_Description of the task_
Write each line out exactly, leaving none out.

_Position annotation records_

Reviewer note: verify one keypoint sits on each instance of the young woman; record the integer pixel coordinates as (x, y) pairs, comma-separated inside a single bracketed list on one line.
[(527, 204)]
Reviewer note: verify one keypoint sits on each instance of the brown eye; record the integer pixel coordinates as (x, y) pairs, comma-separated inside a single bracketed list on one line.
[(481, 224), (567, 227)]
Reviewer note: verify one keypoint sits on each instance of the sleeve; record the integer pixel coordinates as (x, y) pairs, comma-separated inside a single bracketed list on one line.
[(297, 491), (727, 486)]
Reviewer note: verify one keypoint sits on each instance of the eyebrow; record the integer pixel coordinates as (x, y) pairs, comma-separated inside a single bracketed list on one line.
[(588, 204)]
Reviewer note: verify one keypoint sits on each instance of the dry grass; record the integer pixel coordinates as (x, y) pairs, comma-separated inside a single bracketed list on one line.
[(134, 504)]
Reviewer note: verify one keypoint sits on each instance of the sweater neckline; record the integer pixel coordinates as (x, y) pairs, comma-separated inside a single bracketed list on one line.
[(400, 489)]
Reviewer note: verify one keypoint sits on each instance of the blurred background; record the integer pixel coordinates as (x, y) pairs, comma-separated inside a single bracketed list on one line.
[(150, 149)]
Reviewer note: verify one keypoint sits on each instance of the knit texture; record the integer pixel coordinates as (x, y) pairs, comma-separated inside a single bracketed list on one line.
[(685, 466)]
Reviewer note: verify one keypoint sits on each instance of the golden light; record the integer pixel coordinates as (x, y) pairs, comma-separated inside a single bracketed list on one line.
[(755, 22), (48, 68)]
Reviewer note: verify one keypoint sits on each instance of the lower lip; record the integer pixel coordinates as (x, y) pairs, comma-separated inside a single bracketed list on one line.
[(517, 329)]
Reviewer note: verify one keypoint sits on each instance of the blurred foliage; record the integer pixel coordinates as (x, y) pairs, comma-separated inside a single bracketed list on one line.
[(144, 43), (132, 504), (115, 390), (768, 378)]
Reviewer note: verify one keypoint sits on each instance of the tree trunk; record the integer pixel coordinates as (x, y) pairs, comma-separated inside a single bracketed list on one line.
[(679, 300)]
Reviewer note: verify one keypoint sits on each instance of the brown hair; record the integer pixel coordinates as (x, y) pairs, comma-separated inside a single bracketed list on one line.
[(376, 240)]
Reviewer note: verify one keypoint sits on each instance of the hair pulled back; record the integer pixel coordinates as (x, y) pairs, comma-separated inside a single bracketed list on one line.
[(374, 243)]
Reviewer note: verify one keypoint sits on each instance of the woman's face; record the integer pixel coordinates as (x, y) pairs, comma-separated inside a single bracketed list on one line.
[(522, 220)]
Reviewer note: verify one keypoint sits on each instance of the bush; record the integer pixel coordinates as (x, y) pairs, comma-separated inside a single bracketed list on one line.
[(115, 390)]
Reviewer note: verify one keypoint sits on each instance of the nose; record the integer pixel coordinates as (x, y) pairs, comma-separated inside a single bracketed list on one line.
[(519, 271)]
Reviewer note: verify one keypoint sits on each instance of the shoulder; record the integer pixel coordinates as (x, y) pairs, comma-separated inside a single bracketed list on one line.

_Expected output_
Reviewer note: verify one keypoint sits on each instance of the young woman; record the integer pixel coordinates as (x, y) pairs, comma-separated inside a single bracketed list on one line.
[(527, 204)]
Reviewer note: verify one keypoint sits on each instance of the brown eye; record the integer pixel coordinates as (x, y) pairs, comma-separated inside a single bracketed list on one line.
[(481, 224), (567, 227)]
Reviewer note: verify one keypoint sits on each instance of the sleeve; record the integer pixel coordinates as (x, y) pairs, comma-separated inside a single bracketed list on one line.
[(297, 491), (727, 486)]
Reviewer note: verify one keypoint sits on each instance of the eyebrow; record the integer pixel coordinates as (x, y) pairs, comma-separated inside a single bracketed list on one line.
[(588, 204)]
Reviewer note: verify one keypoint sits on each instance of the dry grass; record the integer pixel coordinates as (x, y) pairs, comma-separated inside a single bracketed list on one line.
[(134, 504)]
Reviewer note: verify one keypoint sits on each instance of the sweater neckline; record the integer pixel coordinates as (x, y) pairs, comma-separated inside a single bracketed list on one line.
[(400, 489)]
Reviewer note: verify one keypoint sits on each instance of the blurred background; record the integer pixel coordinates as (x, y) pairs, comma-separated inside a single bracketed list on one line.
[(150, 149)]
Reviewer note: verify one keypoint sits on each instance of the knit texture; record the integer pixel coordinates as (x, y) pairs, comma-separated inside a single bracketed list on one line.
[(685, 466)]
Reviewer note: verify one keypoint sits on each instance of the golden light; record the integer pixel coordinates as (x, y) pairs, comma-separated inside a single bracketed list on one line.
[(755, 22), (48, 68)]
Reviewer note: verify one keypoint sits on each instance of the lower lip; record the integer pixel coordinates as (x, y) pairs, comma-separated inside a single bracketed list on one line.
[(517, 329)]
Reviewer note: verify one keypoint sits on each instance of the blurred foliage; record the integer pixel coordinates as (x, y) pairs, comma-separated inside a single bracketed list on one line.
[(144, 43), (132, 504), (115, 390), (768, 378)]
Reviewer note: verify one keypoint sits on each instance of the tree trunk; record the integer pixel coordinates as (x, y) pairs, comma-separated inside a single bracketed list on one line.
[(679, 300)]
Reviewer note: verify one keypoint sits on each instance of the brown hair; record the integer pixel coordinates as (x, y) pairs, comma-separated inside a single bracketed list on one line.
[(376, 240)]
Reviewer note: verify one keypoint sits on each instance of the hair pulled back; record the integer pixel coordinates as (x, y) pairs, comma-separated inside a single bracketed list on one line.
[(374, 243)]
Reviewer note: verify one keypoint sits on each instance of the woman's face; record the integer pixel coordinates as (x, y) pairs, comma-separated inside a single bracketed list on one line.
[(522, 220)]
Reviewer note: verify one keypoint sits on each instance of the bush; record the integer pixel coordinates as (x, y) pairs, comma-separated inside a single bracketed list on one line.
[(115, 390)]
Reviewer note: verify one keypoint sits on each instance of the nose; record the integer pixel coordinates as (x, y) pairs, comma-separated inside a single bracketed list on one line.
[(519, 271)]
Reviewer note: verify one keypoint sits on each instance of the shoulder; record the integer pixel coordinates as (x, y) pairs, comma-separated inside a single bracketed list on one line.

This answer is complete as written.